Update the entries below by changing every "Reviewer note" to "Annotator note" and keeping everything else as it is. Leave the pictures out of your answer.

Start Raw records

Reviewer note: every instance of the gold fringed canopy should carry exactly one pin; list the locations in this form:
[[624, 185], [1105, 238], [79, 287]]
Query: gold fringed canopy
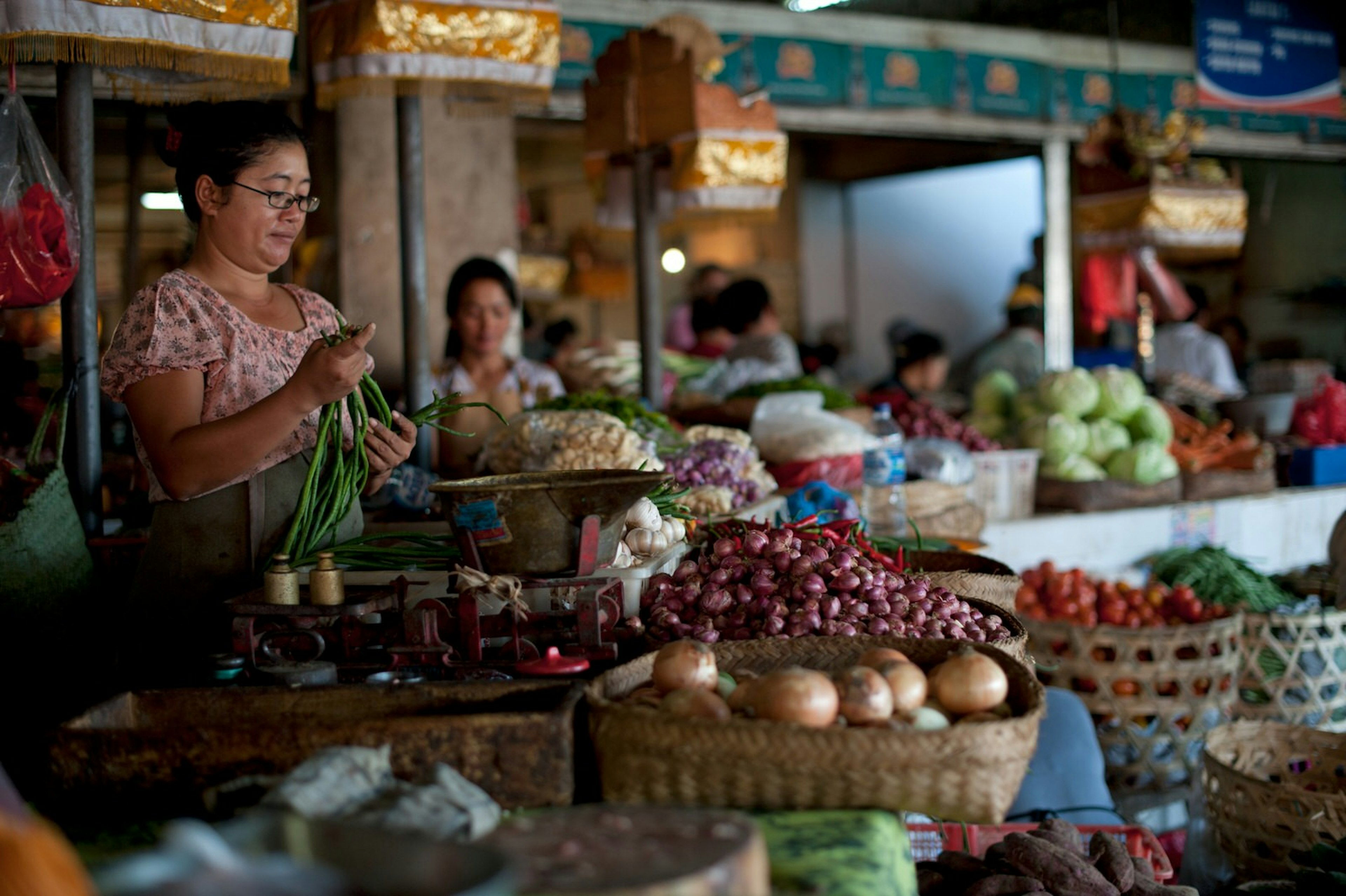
[[496, 50], [1182, 223], [163, 50]]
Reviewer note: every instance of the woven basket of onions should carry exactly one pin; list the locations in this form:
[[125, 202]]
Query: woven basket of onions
[[932, 726]]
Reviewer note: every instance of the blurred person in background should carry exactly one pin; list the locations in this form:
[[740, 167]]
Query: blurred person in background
[[920, 362], [707, 283], [1018, 349], [1235, 333], [762, 352], [1188, 350], [713, 337]]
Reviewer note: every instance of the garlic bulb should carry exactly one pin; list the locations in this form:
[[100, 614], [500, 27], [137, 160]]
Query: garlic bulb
[[644, 514], [673, 531], [647, 543]]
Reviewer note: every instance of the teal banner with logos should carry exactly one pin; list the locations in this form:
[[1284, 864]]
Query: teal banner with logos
[[909, 77], [1001, 87], [582, 43], [796, 72], [1088, 95]]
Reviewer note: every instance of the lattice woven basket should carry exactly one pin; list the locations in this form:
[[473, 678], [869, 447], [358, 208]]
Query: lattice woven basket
[[968, 575], [1154, 693], [1256, 778], [1312, 653], [966, 773]]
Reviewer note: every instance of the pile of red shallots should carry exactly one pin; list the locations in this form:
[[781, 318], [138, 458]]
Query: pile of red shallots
[[804, 579]]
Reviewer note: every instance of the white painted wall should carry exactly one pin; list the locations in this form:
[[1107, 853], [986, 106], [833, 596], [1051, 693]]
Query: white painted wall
[[941, 248]]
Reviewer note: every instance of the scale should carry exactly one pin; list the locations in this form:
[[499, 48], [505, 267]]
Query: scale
[[559, 518]]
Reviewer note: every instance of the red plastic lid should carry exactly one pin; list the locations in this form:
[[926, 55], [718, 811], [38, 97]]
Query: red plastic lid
[[552, 665]]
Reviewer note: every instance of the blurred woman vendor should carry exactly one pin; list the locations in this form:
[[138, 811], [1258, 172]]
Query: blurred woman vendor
[[224, 374], [920, 364], [481, 306]]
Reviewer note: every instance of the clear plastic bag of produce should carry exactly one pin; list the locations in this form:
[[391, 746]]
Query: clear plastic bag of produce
[[792, 427], [940, 461], [40, 229], [546, 440]]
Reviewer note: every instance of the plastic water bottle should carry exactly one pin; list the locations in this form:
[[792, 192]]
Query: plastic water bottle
[[883, 502]]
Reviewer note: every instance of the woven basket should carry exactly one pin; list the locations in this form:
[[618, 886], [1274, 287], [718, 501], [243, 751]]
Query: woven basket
[[967, 773], [970, 576], [1154, 693], [1270, 789], [1313, 652]]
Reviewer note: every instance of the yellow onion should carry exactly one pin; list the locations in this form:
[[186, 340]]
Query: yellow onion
[[865, 696], [971, 683], [908, 684], [694, 703], [686, 664], [796, 695]]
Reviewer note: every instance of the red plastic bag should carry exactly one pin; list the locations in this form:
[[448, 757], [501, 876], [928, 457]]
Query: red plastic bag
[[1322, 419], [40, 229], [844, 473]]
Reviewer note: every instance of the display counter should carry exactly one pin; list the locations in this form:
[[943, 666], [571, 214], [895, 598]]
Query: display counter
[[1275, 532]]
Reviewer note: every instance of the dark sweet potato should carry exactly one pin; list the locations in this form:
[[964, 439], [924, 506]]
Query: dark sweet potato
[[929, 882], [1003, 886], [1112, 860], [1151, 888], [1144, 870], [1061, 871]]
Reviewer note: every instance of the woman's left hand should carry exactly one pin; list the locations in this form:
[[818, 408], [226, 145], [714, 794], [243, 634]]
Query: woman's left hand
[[387, 448]]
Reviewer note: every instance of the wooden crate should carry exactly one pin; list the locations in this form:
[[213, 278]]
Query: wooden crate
[[165, 748]]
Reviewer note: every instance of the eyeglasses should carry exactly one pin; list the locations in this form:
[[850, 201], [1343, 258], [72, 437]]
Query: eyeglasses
[[280, 199]]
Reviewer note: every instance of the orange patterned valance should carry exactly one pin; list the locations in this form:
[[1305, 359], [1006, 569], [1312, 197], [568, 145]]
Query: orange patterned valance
[[492, 49], [166, 50]]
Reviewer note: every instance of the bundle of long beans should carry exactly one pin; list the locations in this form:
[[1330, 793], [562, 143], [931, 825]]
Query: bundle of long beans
[[338, 475]]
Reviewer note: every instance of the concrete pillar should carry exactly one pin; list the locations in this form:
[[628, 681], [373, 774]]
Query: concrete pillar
[[470, 209]]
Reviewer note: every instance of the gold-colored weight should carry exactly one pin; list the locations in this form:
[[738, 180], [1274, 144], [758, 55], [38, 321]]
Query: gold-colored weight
[[328, 583], [280, 583]]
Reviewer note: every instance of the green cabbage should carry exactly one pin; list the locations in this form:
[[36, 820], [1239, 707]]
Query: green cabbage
[[1075, 469], [1025, 406], [988, 424], [1069, 392], [1151, 422], [994, 393], [1106, 439], [1057, 436], [1144, 463], [1122, 393]]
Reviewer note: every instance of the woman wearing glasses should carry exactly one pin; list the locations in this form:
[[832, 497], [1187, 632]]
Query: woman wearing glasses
[[224, 372]]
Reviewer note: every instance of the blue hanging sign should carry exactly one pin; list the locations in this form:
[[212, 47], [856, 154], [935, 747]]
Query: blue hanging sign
[[1278, 57], [582, 43], [909, 77], [1006, 87]]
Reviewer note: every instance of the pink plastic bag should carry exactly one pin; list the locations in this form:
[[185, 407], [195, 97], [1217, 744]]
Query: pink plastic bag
[[40, 229]]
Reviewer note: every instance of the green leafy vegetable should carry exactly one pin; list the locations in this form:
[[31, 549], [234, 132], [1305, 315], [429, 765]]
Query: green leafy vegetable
[[1217, 576]]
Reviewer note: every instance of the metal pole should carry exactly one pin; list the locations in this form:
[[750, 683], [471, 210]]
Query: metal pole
[[135, 185], [411, 206], [80, 306], [649, 318], [1059, 303]]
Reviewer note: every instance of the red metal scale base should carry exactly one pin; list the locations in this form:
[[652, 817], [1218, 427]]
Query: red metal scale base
[[451, 631], [447, 637]]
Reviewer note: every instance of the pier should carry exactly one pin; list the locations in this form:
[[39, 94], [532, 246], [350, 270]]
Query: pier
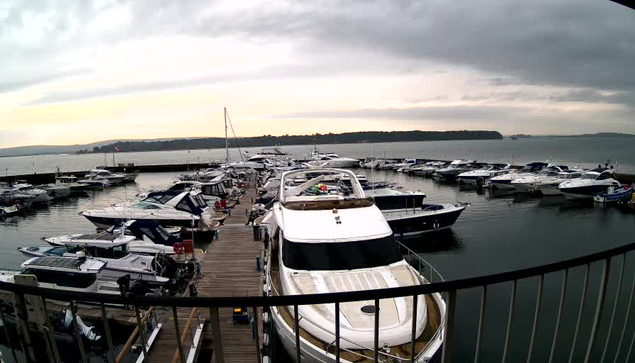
[[229, 269]]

End Raw records

Reply -
Annotator note: every instance of the gold fringed canopy should carry exactly one pin; list the locations in this form:
[[624, 185], [1105, 238], [79, 287]]
Query: gold fringed canopy
[[496, 50], [1182, 223], [163, 50]]
Annotator note: every instance of the woven basket of onions should carry exactly one pin; list the locations in this form:
[[125, 202]]
Query: woven basket of onions
[[932, 726]]
Annotator note: every instance of the blurred person in background should carry exactly one pin; list the locations in this form:
[[740, 167]]
Query: blurred person in background
[[920, 362], [707, 283], [1018, 349], [1235, 333], [762, 352], [1188, 350], [713, 337]]
Annotator note: every instance of the garlic bulb should carry exactly one pin; list the locations in this form:
[[100, 614], [500, 27], [137, 160]]
Query: garlic bulb
[[644, 514], [673, 531], [647, 543]]
Annotator note: every instance of the teal banner with logos should carry exactly one pin; list the locations in this form:
[[1284, 864]]
Query: teal banner with logos
[[909, 77], [1001, 87], [582, 43], [796, 72], [1088, 95]]
Annotator note: every instance of the lattice woven basket should carry exactly one pin; list the locations in this form:
[[473, 678], [869, 447], [358, 208]]
Query: lattice woven basket
[[968, 575], [1154, 693], [1256, 778], [1312, 653], [966, 773]]
Annotator note: every instance of the pile of red shallots should carry exactly one pin; list the locations in this form:
[[781, 318], [138, 458]]
Query: pile of red shallots
[[804, 579]]
Annotator note: every instance of the white painted wall should carry exactly one pin; list the locations in this form:
[[1107, 853], [986, 106], [833, 596], [1051, 693]]
Query: white painted wall
[[941, 248]]
Annotator note: every instance of the scale should carry exactly one pin; list the locations in this form:
[[499, 48], [505, 267]]
Query: scale
[[559, 518]]
Annotator note: every instance of the red plastic lid should carry exactly one pin; list the locations in this form:
[[926, 55], [718, 811], [38, 97]]
Query: red plastic lid
[[552, 665]]
Annotator note: every instance of the blurred woman vendor should carry exactly one pin; list the locations in this form:
[[138, 811], [1258, 172]]
Query: blurred woman vendor
[[224, 374], [920, 364], [481, 306]]
Annotator note: every instance of the clear plastic bag of produce should carry exactly one pin; list the locations in this form:
[[391, 746]]
Query: clear plastic bag of produce
[[792, 427], [940, 461], [40, 229], [546, 440]]
Annotator note: every instance of the plastic water bottle should carry exactly one pin; list the locations in this form:
[[792, 192]]
Query: plastic water bottle
[[883, 502]]
Annotator note: every instance of the woven basket should carry exactly one pin; list the locations in this form:
[[618, 886], [1274, 287], [718, 501], [243, 751]]
Query: woven basket
[[967, 773], [970, 576], [1154, 693], [1270, 789], [1313, 652]]
Annotator note: every instance of the yellow onion should carry exactly one pin; list the locations in this form:
[[186, 340]]
Query: yellow onion
[[865, 696], [971, 683], [908, 684], [694, 703], [686, 664], [796, 695]]
Annotator note: every instance of the red plastic bag should carry exactly one pin; list the locations in this form:
[[448, 757], [501, 876], [928, 457]]
Query: red plastic bag
[[1322, 419], [40, 229], [844, 473]]
Annotator note: every instance of the display counter should carry exactly one pin; list the locations in this form:
[[943, 666], [571, 214], [895, 598]]
Query: display counter
[[1275, 532]]
Annotator note: every instance of the dark sweet potato should carry exactly one pin; list the locations in this form:
[[964, 439], [924, 506]]
Query: dark sweet potato
[[929, 882], [1003, 886], [1112, 860], [1151, 888], [1144, 870], [1061, 871]]
Annotator note: every instance of the woman's left hand should carry exactly one pin; list the locations in this form:
[[818, 408], [226, 145], [714, 794], [243, 634]]
Query: woman's left hand
[[387, 448]]
Annotator note: every instance of the wooden crate should carry exactly one pin; list the locations in this form:
[[213, 278]]
Query: wooden crate
[[165, 748]]
Annotator note: every instance of the eyeglasses should carry exactly one pin; list the locations in this form:
[[850, 201], [1343, 258], [72, 437]]
Query: eyeglasses
[[280, 199]]
Annotator note: every instance of the orange patterned valance should carry exactly one pin; list the locations in this form:
[[1305, 359], [1006, 569], [1312, 197], [568, 145]]
Query: orange patterned valance
[[492, 49], [166, 50]]
Annotator note: every instance of the bundle of long beans should carry exactly one pin; list the locations in this form:
[[1330, 793], [562, 143], [931, 825]]
Query: bundle of long beans
[[338, 475]]
Annotator note: every instance of the concrete pillar should carry exactly one pin; list the locations in this form:
[[628, 681], [373, 774]]
Query: concrete pillar
[[470, 209]]
Annotator note: every instance of the gold-colored weight should carry exactly one pin; list the locations in this form:
[[738, 180], [1274, 144], [758, 55], [38, 321]]
Query: gold-colored weight
[[328, 583], [280, 583]]
Annotator note: every instance of the green cabbage should carry exactly one pin; list the locations in this form:
[[36, 820], [1239, 707]]
Query: green cabbage
[[1075, 469], [1025, 406], [988, 424], [1069, 392], [1151, 422], [994, 393], [1106, 439], [1057, 436], [1144, 463], [1122, 393]]
Annotator note: every instance of the woman wearing glasses should carry exactly one pin; list the locations in this form:
[[832, 497], [1187, 632]]
Query: woman wearing glasses
[[224, 372]]
Annotator note: every instance of the blue hanging sign should carry exactly one pin; list the locations in this form:
[[212, 47], [856, 154], [935, 747]]
Query: blue hanging sign
[[1278, 57], [582, 43], [909, 77], [1006, 87]]
Annotator note: every instance of the pink plastic bag should carry exactly one pin; list the locations in this form:
[[185, 407], [195, 97], [1217, 744]]
Query: pink plastic bag
[[40, 229]]
Annotator note: every instance of the green leafy vegetable should carry exactly one pin; list the locations in this form:
[[31, 549], [234, 132], [1305, 315], [429, 765]]
Query: green leafy vegetable
[[1217, 576]]
Annotator note: every instance of the metal pole should carry exactly one pin; list the locations in this form:
[[750, 683], [471, 210]]
Query: metal pole
[[135, 185], [411, 206], [80, 306], [649, 318], [1059, 303]]
Annotator note: every instance of the red metal scale base should carry exactly one pin; list the locations in this form:
[[652, 817], [1218, 427]]
Query: red metal scale base
[[451, 631], [447, 637]]
Annotator note: every instance of the pier should carry exactly one pin; list the locations in this form:
[[39, 94], [532, 246], [350, 270]]
Query: pier
[[229, 269]]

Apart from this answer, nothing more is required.